### Stored rows:
··········

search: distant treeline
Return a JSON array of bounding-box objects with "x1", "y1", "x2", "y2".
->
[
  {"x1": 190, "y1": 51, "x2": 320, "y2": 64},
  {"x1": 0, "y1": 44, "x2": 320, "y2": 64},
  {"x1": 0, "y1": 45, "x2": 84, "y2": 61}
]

··········

### Do this:
Output every line of the listing above as a Markdown table with the columns Row and Line, putting each line's number under Row and skipping blank lines.

### Full output:
| Row | Line |
|---|---|
| 1 | search: distant treeline |
| 2 | Return a JSON array of bounding-box objects with "x1", "y1", "x2", "y2". |
| 3 | -> |
| 4 | [ |
| 5 |   {"x1": 190, "y1": 51, "x2": 320, "y2": 64}, |
| 6 |   {"x1": 0, "y1": 44, "x2": 320, "y2": 64}, |
| 7 |   {"x1": 0, "y1": 45, "x2": 84, "y2": 61} |
| 8 | ] |